| Passage to read |
Does Repos support on-premises or self-hosted Git servers?
Databricks Repos supports Bitbucket Server integration, if the server is internet accessible.
To integrate with a Bitbucket Server, GitHub Enterprise Server, or a GitLab self-managed subscription instance that is not internet-accessible, get in touch with your Databricks representative.
Does Repos support
Yes. If you add a file to your repo and do not want it to be tracked by Git, create a
.gitignore file or use one cloned from your remote repository and add the filename, including the extension.
.gitignore works only for files that are not already tracked by Git. If you add a file that is already tracked by Git to a
.gitignore file, the file is still tracked by Git.
Can I create top-level folders that are not user folders?
Yes, admins can create top-level folders to a single depth. Repos does not support additional folder levels.
Does Repos support Git submodules?
No. You can clone a repo that contains Git submodules, but the submodule is not cloned.
How can I disable Repos in my workspace?
Follow these steps to disable Repos for Git in your workspace.
Go to the admin settings page.
Click the Workspace Settings tab.
In the Advanced section, click the Repos toggle.
Refresh your browser.
Why do notebook dashboards disappear when I pull or checkout a different branch?
This is currently a limitation because Databricks notebook source files do not store notebook dashboard information.
Can I pull in IPYNB notebook files?
This feature is in Public Preview.
Yes. Support for Jupyter notebooks (.ipynb files) is available in Repos. You can clone repositories with .ipynb notebooks, work in Databricks UI, and then commit and push as .ipynb notebooks. Metadata such as the notebook dashboard is preserved. Admins can control whether outputs can be committed or not.

| Work instructions |
1 - Please retype the part of the Databricks Repos FAQ that begins with the words "In the Advanced" and ends with "notebook dashboard information.".
2 - Extend the Databricks Repos FAQ beyond its last sentence, keeping its question-and-answer form.

| Data under study |
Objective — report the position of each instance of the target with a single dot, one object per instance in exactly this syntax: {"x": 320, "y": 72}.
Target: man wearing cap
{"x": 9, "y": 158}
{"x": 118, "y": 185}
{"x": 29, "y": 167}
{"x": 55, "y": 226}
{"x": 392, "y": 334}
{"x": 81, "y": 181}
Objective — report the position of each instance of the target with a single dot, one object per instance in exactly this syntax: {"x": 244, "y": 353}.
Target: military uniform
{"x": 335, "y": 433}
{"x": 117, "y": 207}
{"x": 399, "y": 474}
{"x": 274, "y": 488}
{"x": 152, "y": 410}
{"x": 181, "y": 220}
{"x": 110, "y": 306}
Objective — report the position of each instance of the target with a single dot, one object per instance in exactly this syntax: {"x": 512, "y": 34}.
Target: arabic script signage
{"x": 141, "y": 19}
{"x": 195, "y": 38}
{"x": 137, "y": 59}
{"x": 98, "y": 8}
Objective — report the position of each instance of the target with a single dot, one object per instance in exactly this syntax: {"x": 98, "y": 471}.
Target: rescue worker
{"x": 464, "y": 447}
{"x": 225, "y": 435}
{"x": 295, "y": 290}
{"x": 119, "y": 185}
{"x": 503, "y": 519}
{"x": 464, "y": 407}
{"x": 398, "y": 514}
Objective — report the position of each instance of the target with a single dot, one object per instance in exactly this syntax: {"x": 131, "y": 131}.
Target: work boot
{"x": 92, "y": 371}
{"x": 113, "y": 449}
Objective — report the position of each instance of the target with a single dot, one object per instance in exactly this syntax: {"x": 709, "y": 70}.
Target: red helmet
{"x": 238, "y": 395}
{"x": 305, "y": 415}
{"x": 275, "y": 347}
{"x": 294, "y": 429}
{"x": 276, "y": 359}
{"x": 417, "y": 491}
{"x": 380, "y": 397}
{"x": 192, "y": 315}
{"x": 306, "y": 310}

| Answers by item number |
1 -
In the Advanced section, click the Repos toggle.
Refresh your browser.
Why do notebook dashboards disappear when I pull or checkout a different branch?
This is currently a limitation because Databricks notebook source files do not store notebook dashboard information.

2 -
You can also:
Create new .ipynb notebooks.
Convert notebooks to .ipynb file format.
View diffs as Code diff (code changes in cells) or Raw diff (code changes in JSON, including notebook outputs as metadata).
Does Repos support branch merging?
No. Databricks recommends that you create a pull request and merge through your Git provider.
Can I delete a branch from a Databricks repo?
No. To delete a branch, you must work in your Git provider.
If a library is installed on a cluster, and a library with the same name is included in a folder within a repo, which library is imported?
The library in the repo is imported.
Can I pull the latest version of a repository from Git before running a job without relying on an external orchestration tool?
No. Typically you can integrate this as a pre-commit on the Git server so that every push to a branch (main/prod) updates the Production repo.
Can I export a repo?
You can export notebooks, folders, or an entire repo. You cannot export non-notebook files, and if you export an entire repo, non-notebook files are not included. To export, use the Workspace CLI or the Workspace API.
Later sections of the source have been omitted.